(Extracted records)

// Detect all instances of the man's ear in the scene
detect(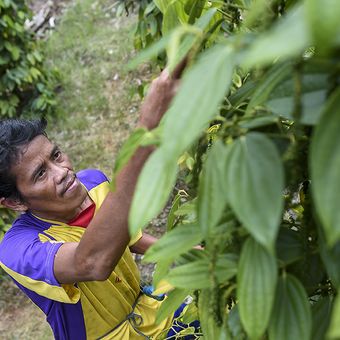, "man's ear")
[0,197,27,212]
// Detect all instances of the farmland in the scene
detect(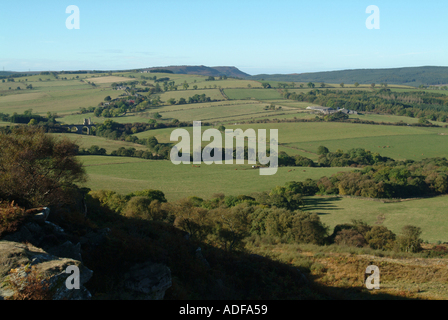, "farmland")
[0,72,448,241]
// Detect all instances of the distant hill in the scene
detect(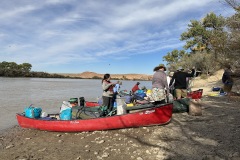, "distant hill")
[60,71,152,80]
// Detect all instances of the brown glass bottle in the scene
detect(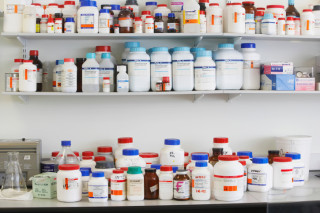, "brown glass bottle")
[29,50,43,92]
[119,7,134,33]
[144,168,159,200]
[286,0,300,18]
[209,148,223,166]
[154,13,164,33]
[76,58,86,92]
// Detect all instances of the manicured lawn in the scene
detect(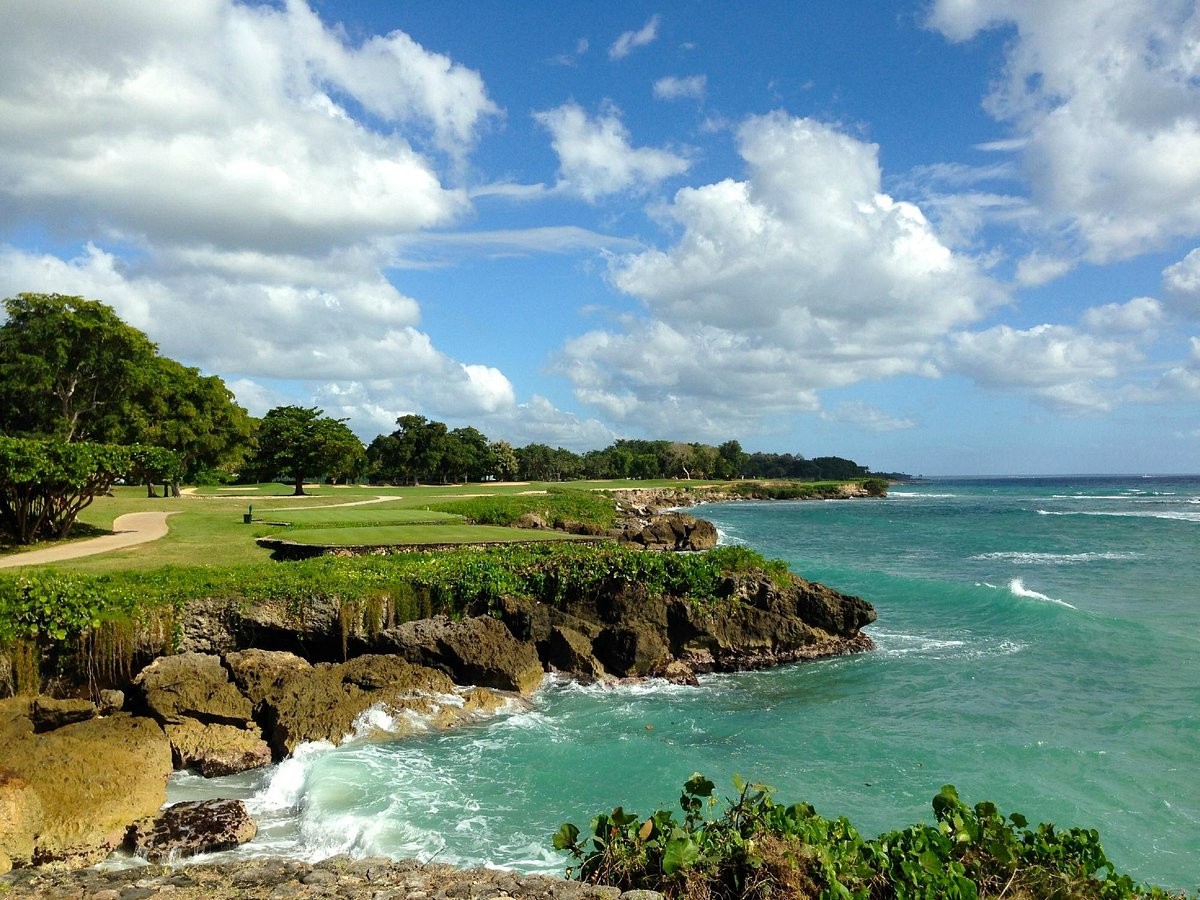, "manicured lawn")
[9,484,619,572]
[254,500,463,527]
[272,524,578,547]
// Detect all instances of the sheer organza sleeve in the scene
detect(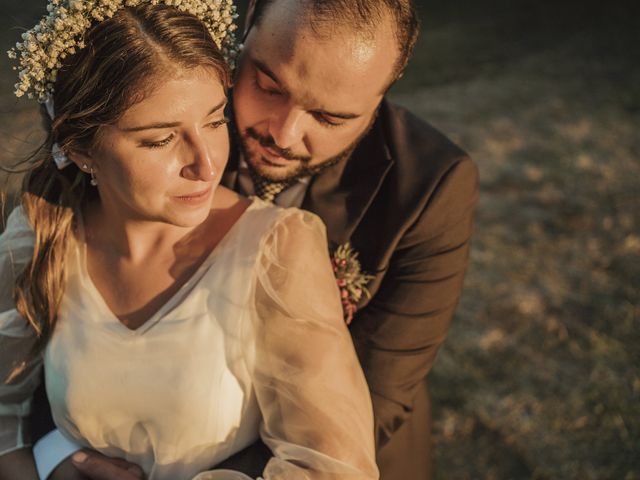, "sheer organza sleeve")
[248,209,378,480]
[0,208,42,455]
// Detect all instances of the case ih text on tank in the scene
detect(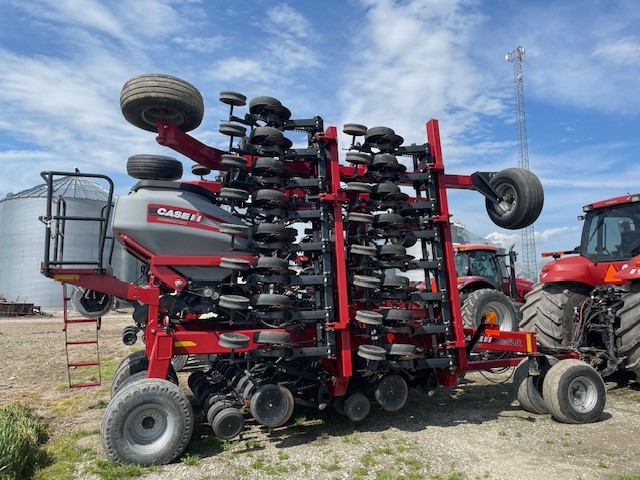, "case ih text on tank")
[521,194,640,379]
[42,74,605,465]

DIRECTIONS:
Find every line in the rows above that contains the string "scene", matching case exactly, and copy each such line.

ANSWER TO THE EXERCISE:
// Detect all instances of the man's ear in the scene
// Detect all instances of the farmland in the scene
// Detect all instances of the distant hill in the scene
// Detect all instances of the brown glass bottle in the scene
// Detect all instances of the manicured lawn in the scene
// Detect all instances of the sheer organza sleeve in the scene
// Detect all instances of the case ih text on tank in the scene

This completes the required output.